Exercise brief -
Reproduce every one of the entries below word for word, leaving out the pictures.

Named-object pointing entries -
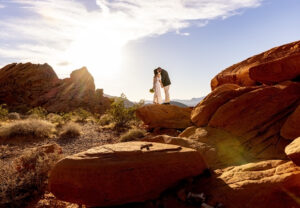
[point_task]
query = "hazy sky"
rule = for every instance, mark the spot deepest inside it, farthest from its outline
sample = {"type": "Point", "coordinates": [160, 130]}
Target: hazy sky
{"type": "Point", "coordinates": [122, 41]}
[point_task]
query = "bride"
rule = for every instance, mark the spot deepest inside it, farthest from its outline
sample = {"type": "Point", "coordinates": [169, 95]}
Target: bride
{"type": "Point", "coordinates": [156, 87]}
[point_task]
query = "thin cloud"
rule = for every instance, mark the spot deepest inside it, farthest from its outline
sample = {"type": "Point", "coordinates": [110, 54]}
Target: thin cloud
{"type": "Point", "coordinates": [67, 31]}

Written response -
[point_task]
query = "hazy sky"
rule = for every instance, mark the spot deepest inside it, farthest from its outline
sample = {"type": "Point", "coordinates": [160, 130]}
Target: hazy sky
{"type": "Point", "coordinates": [122, 41]}
[point_task]
query = "bride"
rule = for every instance, mark the spot deepest inside it, farthest from its outline
sample = {"type": "Point", "coordinates": [169, 95]}
Target: bride
{"type": "Point", "coordinates": [156, 87]}
[point_task]
query = "thin cloud"
rule = for every instance, mark the spot deepest inside it, farthest from its outline
sample = {"type": "Point", "coordinates": [110, 54]}
Target: thin cloud
{"type": "Point", "coordinates": [67, 31]}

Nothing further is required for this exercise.